[Records excerpted from a collection]
================================

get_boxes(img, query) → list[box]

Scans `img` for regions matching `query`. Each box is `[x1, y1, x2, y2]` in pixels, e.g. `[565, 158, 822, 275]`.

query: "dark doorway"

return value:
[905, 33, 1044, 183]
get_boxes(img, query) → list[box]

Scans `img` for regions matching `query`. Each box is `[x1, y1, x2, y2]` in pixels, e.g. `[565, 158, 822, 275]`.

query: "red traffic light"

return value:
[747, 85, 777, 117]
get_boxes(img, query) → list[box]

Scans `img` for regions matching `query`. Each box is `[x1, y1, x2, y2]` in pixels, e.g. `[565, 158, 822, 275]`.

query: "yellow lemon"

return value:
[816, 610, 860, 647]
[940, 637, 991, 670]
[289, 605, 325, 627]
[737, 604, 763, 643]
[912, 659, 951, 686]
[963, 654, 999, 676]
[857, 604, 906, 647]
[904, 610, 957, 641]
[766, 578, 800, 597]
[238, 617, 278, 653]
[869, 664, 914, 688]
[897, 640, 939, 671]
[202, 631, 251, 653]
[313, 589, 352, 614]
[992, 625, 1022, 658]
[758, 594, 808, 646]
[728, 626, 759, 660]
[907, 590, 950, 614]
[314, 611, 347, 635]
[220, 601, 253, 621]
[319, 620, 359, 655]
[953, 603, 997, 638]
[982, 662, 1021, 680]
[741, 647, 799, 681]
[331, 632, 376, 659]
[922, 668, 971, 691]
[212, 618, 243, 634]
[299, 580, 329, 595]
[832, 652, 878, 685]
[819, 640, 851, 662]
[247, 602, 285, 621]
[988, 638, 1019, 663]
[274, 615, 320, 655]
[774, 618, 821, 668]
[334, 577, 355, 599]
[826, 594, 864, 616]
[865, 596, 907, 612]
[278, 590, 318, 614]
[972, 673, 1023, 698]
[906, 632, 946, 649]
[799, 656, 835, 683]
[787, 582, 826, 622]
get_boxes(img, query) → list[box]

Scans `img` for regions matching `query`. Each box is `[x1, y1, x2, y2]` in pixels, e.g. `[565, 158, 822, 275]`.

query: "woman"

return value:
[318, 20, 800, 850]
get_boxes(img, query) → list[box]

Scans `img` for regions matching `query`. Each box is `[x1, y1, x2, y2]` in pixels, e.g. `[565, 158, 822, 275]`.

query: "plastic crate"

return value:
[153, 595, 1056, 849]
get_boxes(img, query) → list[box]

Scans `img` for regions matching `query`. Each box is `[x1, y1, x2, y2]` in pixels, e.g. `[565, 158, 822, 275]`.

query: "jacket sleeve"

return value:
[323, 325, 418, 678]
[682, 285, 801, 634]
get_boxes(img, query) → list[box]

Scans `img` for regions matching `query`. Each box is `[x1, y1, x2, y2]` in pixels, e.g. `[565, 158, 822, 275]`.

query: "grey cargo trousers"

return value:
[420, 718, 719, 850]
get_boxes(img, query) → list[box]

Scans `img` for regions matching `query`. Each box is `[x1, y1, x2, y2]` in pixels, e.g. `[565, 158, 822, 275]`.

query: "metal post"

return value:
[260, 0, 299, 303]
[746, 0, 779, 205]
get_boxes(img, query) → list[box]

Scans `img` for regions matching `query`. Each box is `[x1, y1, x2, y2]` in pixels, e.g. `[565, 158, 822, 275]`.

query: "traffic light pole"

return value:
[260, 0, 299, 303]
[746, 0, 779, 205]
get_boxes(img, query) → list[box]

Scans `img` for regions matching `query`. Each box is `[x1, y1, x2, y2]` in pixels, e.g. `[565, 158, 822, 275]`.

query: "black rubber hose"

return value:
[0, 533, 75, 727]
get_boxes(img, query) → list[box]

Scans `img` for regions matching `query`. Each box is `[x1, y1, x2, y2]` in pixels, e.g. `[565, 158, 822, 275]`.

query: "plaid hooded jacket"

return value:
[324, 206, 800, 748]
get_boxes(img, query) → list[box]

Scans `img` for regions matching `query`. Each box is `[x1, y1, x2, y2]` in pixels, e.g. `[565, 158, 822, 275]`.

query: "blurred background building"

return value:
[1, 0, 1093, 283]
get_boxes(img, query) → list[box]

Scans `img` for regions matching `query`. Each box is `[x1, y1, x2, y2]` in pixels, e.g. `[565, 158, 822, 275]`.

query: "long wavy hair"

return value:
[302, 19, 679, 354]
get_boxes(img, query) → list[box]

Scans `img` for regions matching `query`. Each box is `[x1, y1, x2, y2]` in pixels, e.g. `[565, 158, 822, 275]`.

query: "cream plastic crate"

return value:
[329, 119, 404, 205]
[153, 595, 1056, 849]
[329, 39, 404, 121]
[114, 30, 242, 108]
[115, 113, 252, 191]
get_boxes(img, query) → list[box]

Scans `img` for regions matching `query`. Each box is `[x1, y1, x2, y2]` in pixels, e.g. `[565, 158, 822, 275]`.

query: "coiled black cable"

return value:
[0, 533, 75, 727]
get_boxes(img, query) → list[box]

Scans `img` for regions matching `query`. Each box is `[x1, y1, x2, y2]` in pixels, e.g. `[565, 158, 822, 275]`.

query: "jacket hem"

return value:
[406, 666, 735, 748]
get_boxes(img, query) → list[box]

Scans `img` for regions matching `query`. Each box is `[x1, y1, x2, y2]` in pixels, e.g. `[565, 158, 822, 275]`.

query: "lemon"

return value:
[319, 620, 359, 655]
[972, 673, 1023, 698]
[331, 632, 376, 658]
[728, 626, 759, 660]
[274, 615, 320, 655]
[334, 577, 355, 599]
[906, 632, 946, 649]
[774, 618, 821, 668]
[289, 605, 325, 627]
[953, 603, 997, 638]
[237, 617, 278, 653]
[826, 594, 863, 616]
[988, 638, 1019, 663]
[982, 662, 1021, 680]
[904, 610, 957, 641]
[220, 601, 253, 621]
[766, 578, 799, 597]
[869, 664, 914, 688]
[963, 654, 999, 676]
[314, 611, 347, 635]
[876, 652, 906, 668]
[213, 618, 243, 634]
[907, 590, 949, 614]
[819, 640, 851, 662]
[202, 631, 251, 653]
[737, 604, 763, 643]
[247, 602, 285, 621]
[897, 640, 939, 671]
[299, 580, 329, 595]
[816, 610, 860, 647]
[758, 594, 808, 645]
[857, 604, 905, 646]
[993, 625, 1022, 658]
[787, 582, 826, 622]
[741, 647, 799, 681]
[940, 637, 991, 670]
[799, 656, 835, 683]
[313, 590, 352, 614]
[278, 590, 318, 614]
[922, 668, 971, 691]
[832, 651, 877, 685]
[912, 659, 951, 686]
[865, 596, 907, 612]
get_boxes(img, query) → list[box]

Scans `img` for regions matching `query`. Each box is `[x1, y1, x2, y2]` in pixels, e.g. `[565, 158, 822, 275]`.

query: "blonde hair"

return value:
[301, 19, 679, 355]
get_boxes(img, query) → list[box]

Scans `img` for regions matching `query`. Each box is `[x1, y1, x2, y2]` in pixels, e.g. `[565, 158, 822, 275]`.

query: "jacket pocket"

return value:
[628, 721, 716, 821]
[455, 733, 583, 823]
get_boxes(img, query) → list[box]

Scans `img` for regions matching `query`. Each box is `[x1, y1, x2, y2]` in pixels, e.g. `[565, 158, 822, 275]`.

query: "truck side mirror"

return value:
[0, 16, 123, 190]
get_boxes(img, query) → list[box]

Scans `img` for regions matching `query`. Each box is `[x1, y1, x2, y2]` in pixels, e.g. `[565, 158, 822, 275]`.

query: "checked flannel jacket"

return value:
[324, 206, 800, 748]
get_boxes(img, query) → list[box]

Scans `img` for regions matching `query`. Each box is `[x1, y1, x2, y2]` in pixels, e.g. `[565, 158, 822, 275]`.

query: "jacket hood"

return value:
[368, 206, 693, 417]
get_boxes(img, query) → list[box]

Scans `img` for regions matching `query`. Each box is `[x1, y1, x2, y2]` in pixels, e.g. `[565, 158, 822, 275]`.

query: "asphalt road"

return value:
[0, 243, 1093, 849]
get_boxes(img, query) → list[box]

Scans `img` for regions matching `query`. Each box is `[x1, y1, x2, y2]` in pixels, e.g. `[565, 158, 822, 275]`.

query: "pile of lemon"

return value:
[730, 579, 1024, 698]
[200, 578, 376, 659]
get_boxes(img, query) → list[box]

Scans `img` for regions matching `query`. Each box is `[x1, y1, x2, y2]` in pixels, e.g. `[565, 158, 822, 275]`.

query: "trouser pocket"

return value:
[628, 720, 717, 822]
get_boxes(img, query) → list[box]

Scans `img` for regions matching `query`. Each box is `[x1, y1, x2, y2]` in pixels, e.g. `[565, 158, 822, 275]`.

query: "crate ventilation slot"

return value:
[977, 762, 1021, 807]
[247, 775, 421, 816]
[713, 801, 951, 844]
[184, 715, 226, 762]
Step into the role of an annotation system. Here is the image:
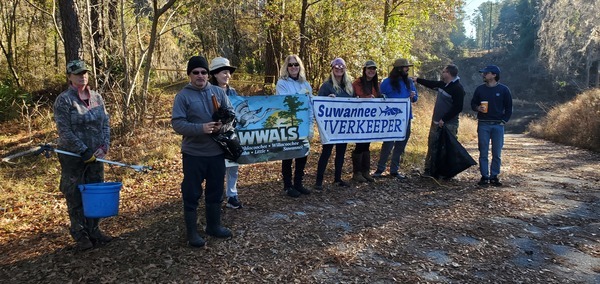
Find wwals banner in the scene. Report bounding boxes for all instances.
[311,97,410,144]
[229,94,312,164]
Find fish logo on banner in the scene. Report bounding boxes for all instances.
[311,97,411,144]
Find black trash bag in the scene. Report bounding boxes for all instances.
[211,128,243,161]
[212,106,235,125]
[211,107,242,161]
[431,127,477,179]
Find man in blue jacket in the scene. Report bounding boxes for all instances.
[471,65,513,186]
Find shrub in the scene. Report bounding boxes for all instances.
[0,80,30,122]
[528,89,600,152]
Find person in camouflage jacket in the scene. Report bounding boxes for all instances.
[53,59,112,250]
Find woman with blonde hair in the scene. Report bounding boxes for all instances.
[275,54,313,197]
[314,57,353,190]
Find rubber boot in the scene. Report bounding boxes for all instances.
[205,203,232,238]
[87,218,113,244]
[352,153,367,182]
[361,151,375,182]
[184,210,206,247]
[75,230,93,251]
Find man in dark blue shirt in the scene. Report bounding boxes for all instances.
[471,65,513,186]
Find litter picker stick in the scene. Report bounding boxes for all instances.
[2,144,152,172]
[1,147,45,163]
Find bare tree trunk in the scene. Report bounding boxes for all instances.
[139,0,177,118]
[85,0,98,87]
[58,0,84,61]
[0,0,21,87]
[594,60,600,88]
[383,0,390,33]
[264,0,283,85]
[299,0,309,60]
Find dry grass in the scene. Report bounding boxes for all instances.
[528,89,600,152]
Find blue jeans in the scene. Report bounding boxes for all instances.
[376,120,411,174]
[226,166,238,198]
[477,122,504,178]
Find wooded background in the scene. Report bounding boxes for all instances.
[0,0,598,129]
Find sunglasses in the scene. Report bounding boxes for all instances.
[333,65,346,70]
[73,71,88,75]
[192,70,208,75]
[288,63,300,67]
[366,67,377,70]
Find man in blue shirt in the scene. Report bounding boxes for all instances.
[471,65,513,186]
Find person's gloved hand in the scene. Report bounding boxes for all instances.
[94,145,108,159]
[81,148,96,163]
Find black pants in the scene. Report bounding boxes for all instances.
[181,153,225,212]
[315,143,347,185]
[353,142,370,154]
[281,156,307,188]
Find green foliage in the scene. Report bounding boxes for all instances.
[0,80,30,122]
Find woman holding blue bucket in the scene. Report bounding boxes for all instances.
[53,59,113,251]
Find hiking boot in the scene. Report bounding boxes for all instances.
[334,180,349,187]
[390,172,407,180]
[490,177,502,186]
[226,196,243,209]
[284,187,301,197]
[76,235,94,251]
[313,184,324,191]
[372,171,384,178]
[477,177,490,186]
[295,186,311,195]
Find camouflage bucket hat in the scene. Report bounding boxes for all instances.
[66,59,91,74]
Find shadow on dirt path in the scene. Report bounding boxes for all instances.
[504,101,546,134]
[482,134,600,283]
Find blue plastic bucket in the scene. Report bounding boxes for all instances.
[78,182,122,218]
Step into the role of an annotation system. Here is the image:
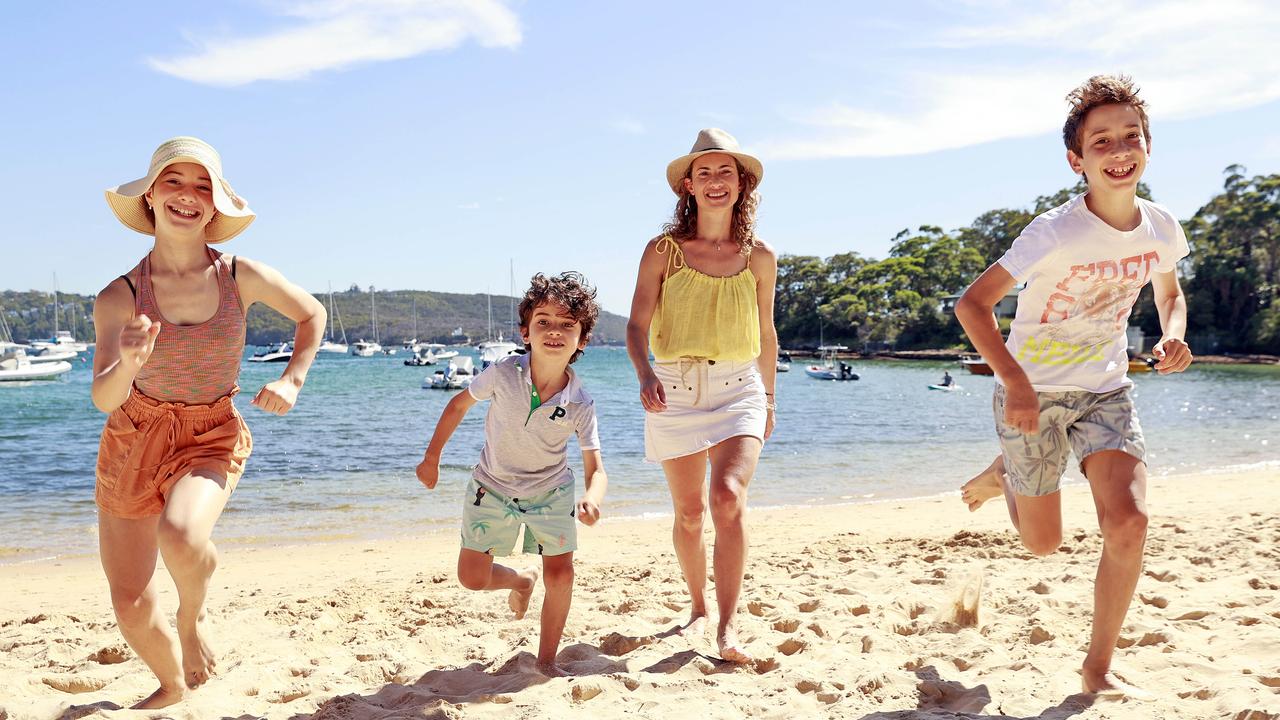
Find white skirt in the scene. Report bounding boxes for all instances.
[644,358,767,462]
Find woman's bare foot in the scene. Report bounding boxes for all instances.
[960,456,1006,512]
[1082,667,1155,701]
[176,609,216,688]
[716,621,753,664]
[676,609,708,638]
[508,567,540,620]
[132,684,189,709]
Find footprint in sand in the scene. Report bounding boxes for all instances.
[795,678,823,693]
[1029,626,1054,644]
[88,644,131,664]
[772,618,801,633]
[1175,610,1212,621]
[797,599,820,613]
[42,676,109,694]
[777,638,806,656]
[917,678,990,713]
[1138,594,1169,608]
[597,632,655,656]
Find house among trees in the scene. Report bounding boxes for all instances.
[939,287,1019,318]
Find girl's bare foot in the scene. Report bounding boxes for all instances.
[1082,667,1155,701]
[716,621,752,664]
[508,567,540,620]
[960,456,1006,512]
[177,609,216,688]
[132,684,188,709]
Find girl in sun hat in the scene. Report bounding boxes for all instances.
[92,136,326,709]
[625,128,779,664]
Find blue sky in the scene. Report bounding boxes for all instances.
[3,0,1279,315]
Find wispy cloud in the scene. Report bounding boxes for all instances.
[458,201,481,210]
[149,0,521,87]
[762,0,1280,159]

================================

*WHAT TO PRODUCE:* Within the entries, find all lines holding "pocket" and copy each one.

*REPLY TO THE TASK:*
query: "jacket pocket"
query: "trouser pocket"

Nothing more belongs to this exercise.